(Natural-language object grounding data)
*** Begin section ***
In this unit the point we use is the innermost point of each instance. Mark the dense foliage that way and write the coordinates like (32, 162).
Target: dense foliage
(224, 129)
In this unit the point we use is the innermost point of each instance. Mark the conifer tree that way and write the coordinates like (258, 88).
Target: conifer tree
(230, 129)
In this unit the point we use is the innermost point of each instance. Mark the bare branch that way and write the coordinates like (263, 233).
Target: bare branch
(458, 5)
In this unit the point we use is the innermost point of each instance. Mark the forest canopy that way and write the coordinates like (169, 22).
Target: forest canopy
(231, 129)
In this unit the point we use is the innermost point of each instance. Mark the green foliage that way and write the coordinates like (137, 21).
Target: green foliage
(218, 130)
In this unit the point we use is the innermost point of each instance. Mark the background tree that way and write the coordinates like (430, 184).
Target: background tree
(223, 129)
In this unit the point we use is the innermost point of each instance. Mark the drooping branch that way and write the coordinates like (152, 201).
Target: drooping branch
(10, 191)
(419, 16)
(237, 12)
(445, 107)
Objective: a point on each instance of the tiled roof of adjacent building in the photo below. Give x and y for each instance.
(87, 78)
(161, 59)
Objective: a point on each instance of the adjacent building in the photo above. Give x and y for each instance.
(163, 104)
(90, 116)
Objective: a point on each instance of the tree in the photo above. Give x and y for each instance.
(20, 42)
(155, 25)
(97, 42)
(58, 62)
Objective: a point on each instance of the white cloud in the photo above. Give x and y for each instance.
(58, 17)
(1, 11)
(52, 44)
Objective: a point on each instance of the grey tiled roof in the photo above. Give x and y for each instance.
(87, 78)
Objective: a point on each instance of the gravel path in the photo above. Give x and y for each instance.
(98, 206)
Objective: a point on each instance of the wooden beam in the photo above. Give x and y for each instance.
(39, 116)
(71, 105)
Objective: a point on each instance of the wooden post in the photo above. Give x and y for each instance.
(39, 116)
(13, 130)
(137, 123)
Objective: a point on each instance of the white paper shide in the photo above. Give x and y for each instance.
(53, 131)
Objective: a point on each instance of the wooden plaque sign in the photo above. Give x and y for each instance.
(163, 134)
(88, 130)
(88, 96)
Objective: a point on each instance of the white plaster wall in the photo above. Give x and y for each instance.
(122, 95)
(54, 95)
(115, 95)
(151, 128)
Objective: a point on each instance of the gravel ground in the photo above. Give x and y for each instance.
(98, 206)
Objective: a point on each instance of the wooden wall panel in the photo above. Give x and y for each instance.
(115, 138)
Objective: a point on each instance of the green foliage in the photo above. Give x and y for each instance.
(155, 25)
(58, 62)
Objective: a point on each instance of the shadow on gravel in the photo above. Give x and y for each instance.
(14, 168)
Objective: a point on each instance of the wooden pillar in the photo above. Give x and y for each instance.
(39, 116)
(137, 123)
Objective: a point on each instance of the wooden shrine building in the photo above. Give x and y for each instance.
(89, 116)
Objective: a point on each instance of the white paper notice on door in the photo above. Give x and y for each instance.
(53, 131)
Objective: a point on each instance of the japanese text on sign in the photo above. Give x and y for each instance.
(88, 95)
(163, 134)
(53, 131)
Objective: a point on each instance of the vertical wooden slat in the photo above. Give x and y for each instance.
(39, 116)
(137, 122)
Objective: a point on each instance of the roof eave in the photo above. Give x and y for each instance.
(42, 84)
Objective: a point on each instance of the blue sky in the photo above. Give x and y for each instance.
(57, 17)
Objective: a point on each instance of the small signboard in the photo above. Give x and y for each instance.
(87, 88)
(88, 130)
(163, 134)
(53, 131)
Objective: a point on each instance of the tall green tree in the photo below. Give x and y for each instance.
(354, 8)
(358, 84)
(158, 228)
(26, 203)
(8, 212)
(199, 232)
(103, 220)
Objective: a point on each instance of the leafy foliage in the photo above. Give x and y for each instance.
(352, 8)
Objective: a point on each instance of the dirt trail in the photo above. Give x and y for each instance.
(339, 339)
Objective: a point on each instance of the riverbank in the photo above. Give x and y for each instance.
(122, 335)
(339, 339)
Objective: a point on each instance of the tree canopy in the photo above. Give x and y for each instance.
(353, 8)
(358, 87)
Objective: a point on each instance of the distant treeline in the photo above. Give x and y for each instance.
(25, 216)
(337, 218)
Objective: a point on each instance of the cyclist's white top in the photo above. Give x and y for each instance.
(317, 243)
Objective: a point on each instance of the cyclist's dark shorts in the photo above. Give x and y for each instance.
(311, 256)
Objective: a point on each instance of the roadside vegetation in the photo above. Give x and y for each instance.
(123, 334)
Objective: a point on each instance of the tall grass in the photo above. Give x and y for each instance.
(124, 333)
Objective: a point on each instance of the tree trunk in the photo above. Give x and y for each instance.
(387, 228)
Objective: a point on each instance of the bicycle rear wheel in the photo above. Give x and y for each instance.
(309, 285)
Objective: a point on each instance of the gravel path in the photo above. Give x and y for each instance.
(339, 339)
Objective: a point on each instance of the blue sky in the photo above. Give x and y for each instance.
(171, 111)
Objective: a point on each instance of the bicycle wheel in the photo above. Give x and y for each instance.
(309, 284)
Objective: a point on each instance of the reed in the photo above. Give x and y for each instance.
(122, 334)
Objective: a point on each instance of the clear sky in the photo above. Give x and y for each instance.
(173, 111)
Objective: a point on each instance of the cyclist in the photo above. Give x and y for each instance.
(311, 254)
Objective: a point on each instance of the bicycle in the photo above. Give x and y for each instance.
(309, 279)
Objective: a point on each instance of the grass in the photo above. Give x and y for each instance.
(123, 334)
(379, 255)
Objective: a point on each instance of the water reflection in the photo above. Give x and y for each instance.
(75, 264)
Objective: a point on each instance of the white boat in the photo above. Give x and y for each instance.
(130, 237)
*** End section ***
*** Begin section ***
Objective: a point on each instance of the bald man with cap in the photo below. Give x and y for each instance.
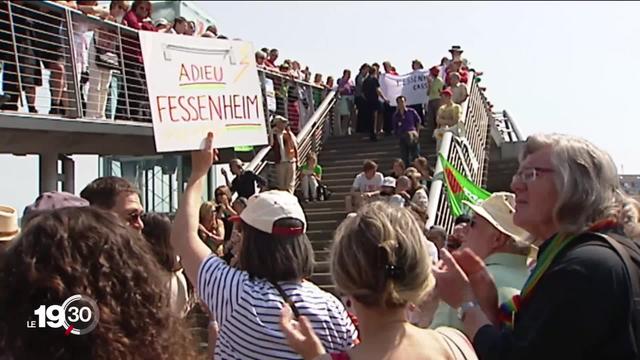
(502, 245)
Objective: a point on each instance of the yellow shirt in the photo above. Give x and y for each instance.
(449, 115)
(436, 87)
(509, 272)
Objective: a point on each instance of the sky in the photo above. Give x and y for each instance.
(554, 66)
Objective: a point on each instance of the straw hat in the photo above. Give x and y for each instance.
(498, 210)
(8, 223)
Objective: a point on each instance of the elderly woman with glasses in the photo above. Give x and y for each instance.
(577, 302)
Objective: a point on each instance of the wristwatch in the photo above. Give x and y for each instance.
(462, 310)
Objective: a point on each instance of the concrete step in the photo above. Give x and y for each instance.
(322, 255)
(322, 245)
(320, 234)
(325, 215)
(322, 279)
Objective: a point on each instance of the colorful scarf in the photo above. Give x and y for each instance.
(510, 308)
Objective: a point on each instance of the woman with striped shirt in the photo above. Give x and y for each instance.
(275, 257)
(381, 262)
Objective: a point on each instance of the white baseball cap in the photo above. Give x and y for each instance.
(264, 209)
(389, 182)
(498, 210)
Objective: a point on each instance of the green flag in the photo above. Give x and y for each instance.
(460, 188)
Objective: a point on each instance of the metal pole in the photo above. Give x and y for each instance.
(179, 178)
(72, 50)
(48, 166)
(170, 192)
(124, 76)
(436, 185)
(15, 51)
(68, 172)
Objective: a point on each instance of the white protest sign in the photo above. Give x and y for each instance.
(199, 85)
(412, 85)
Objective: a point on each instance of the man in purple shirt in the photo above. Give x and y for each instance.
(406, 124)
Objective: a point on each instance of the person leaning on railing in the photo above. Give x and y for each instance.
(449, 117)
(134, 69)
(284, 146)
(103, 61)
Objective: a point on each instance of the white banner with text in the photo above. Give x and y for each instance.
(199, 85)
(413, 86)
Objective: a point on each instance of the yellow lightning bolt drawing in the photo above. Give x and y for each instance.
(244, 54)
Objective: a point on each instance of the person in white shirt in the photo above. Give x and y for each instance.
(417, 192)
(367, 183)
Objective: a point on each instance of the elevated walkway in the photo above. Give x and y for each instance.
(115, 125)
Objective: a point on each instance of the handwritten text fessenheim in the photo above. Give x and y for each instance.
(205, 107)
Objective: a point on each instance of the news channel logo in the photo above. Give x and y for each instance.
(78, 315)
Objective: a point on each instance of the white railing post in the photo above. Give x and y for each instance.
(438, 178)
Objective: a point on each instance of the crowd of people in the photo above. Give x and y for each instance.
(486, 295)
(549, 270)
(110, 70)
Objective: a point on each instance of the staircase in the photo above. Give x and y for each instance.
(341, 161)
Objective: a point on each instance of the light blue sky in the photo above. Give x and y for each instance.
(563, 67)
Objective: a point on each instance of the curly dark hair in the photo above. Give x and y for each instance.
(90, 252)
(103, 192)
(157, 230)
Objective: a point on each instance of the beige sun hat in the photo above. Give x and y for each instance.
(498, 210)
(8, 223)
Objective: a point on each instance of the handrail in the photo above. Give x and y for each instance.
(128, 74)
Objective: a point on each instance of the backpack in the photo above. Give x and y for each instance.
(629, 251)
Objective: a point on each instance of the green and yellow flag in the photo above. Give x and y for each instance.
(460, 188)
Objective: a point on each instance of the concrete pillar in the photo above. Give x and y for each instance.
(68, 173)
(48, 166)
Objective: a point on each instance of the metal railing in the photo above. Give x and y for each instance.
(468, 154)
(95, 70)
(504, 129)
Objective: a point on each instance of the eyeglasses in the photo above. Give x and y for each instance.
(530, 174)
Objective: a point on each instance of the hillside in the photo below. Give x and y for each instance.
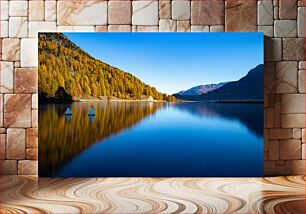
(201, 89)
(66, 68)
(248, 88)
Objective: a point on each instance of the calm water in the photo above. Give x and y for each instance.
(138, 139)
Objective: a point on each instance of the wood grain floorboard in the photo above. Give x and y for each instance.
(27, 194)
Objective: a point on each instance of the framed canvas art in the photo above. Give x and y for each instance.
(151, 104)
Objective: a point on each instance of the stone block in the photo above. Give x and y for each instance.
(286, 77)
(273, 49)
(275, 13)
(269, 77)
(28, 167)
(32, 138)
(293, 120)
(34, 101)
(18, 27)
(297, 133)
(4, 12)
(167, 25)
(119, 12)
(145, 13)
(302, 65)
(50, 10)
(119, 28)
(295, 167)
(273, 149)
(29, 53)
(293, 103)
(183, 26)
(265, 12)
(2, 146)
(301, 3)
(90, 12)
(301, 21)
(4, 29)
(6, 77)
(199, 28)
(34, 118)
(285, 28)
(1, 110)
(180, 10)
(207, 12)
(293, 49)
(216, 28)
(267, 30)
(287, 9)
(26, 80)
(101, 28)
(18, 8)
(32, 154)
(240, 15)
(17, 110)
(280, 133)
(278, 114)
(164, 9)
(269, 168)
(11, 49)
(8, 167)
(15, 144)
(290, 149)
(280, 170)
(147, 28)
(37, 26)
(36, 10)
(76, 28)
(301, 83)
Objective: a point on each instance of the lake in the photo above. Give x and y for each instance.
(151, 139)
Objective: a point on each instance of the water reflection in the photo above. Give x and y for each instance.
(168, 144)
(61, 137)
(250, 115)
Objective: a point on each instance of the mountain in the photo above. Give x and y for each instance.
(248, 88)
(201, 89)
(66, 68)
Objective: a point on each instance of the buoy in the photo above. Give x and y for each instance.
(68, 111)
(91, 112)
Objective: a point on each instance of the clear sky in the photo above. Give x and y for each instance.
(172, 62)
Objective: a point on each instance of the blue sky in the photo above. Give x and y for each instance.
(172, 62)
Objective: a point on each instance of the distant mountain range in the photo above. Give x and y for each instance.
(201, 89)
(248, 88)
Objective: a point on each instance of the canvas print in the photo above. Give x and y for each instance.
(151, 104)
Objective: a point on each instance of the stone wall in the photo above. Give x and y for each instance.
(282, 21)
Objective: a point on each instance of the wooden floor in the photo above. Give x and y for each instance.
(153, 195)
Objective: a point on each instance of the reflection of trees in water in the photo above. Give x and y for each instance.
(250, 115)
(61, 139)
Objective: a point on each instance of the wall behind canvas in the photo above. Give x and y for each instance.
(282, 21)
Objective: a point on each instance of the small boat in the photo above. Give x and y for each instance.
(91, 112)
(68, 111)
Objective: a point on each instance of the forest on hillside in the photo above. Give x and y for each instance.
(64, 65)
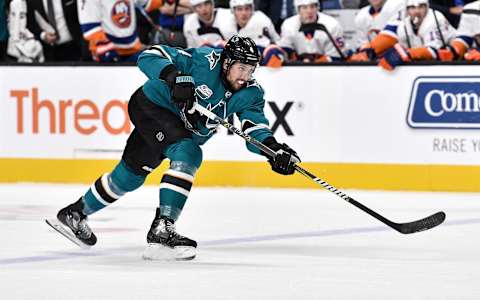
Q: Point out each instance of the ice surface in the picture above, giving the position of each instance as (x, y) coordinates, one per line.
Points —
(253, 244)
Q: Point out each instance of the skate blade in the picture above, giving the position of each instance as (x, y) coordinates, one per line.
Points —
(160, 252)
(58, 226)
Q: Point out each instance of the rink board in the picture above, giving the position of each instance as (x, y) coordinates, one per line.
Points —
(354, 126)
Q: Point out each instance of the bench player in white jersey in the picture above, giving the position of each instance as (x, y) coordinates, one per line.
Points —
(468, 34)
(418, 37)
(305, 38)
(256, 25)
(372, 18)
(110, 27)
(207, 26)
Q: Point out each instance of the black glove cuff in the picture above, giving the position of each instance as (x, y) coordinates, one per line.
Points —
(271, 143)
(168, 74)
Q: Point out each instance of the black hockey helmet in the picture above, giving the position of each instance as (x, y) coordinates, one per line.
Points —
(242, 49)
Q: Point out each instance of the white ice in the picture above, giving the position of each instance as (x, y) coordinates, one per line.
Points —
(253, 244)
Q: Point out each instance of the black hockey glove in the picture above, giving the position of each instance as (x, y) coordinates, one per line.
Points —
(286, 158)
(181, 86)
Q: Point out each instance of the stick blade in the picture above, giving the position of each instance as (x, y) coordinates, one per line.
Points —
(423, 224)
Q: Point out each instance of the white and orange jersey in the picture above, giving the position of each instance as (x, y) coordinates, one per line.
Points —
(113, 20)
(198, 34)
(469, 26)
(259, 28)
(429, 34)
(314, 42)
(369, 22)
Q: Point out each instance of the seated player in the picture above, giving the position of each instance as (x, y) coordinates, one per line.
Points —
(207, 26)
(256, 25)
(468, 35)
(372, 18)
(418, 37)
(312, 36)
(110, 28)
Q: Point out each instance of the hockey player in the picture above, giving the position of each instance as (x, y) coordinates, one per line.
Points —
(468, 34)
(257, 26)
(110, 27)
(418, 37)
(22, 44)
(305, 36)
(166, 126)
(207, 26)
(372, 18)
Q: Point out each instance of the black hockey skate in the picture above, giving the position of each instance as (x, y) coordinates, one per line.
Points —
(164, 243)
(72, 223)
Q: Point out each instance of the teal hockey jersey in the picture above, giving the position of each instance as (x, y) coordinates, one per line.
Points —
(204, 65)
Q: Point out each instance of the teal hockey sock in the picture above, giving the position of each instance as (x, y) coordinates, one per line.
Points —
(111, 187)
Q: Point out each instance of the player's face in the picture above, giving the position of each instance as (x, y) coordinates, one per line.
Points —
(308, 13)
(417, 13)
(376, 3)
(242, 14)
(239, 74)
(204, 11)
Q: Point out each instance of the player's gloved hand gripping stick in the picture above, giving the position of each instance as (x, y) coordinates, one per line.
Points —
*** End section ***
*** Begin section ***
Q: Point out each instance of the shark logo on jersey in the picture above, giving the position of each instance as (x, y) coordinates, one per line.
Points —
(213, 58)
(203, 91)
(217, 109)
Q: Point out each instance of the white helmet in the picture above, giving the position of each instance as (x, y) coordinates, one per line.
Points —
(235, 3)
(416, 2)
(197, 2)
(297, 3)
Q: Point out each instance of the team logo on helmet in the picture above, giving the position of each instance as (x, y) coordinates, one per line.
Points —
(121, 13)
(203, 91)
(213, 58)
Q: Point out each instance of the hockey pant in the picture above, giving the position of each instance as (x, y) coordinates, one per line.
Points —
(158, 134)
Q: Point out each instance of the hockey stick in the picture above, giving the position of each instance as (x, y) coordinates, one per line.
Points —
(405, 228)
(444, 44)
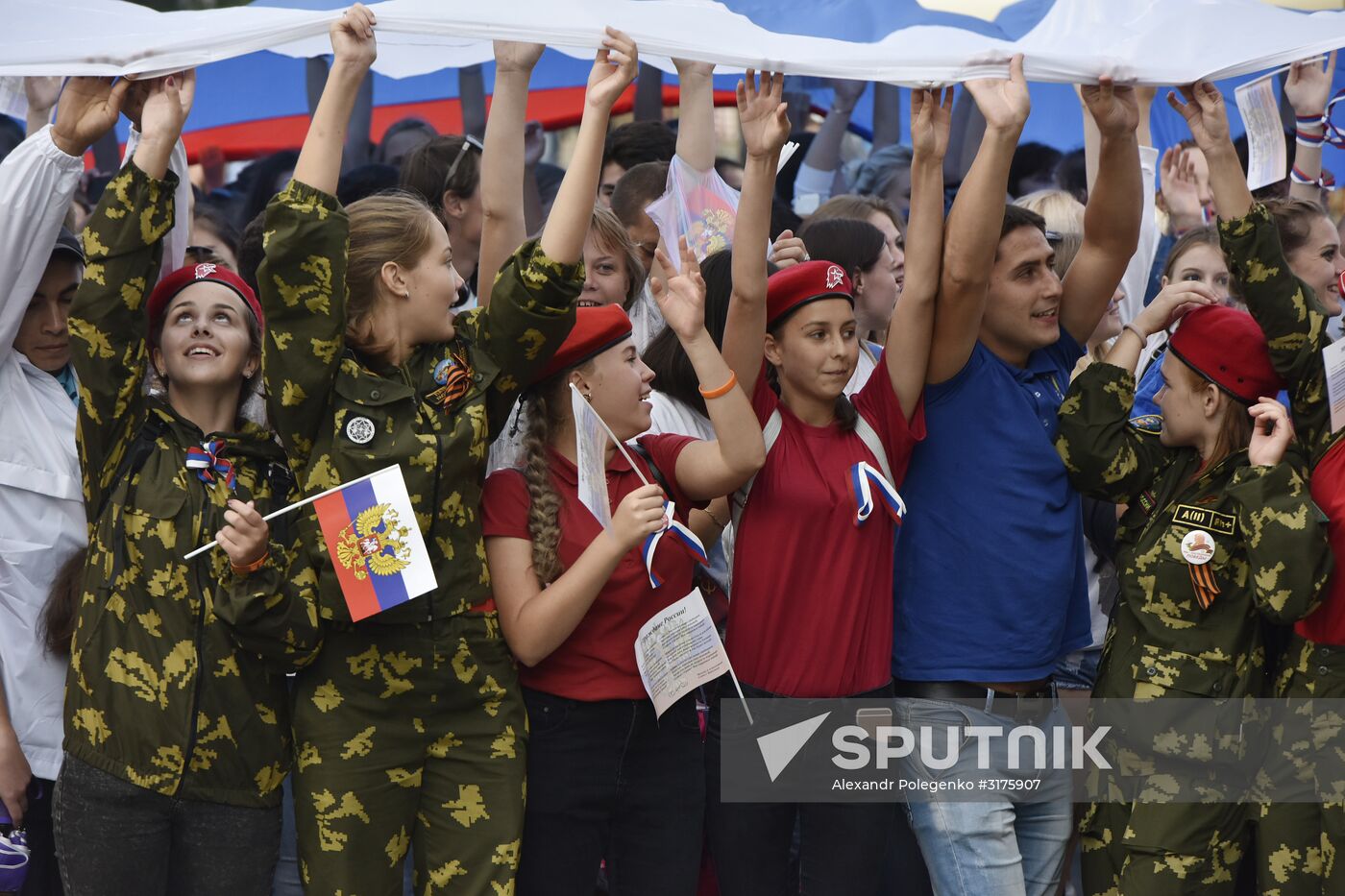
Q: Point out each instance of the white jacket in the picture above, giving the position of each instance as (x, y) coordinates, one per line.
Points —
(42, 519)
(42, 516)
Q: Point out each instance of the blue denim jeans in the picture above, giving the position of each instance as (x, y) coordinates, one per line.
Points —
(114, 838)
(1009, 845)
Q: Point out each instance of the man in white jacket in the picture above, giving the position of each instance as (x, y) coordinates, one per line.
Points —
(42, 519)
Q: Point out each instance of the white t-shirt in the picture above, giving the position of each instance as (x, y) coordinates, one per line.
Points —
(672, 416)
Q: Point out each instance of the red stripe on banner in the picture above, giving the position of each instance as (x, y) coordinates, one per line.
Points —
*** End section ***
Each line above that has the word "helmet" should be copied.

= RESPONSE TO THE EXERCISE =
Q: Point out each instance of the black hockey helmet in the picture above, giving the position of each instance as (x, y) coordinates, one per line.
Q: Point out each instance of the white helmet in the picture above, giving the position of each instance as (x, y) coordinates, one per line.
Q: Point out each instance of the team logo on helmet in the picture above, giving the position of each instance as (x, y) coordinates, one per line.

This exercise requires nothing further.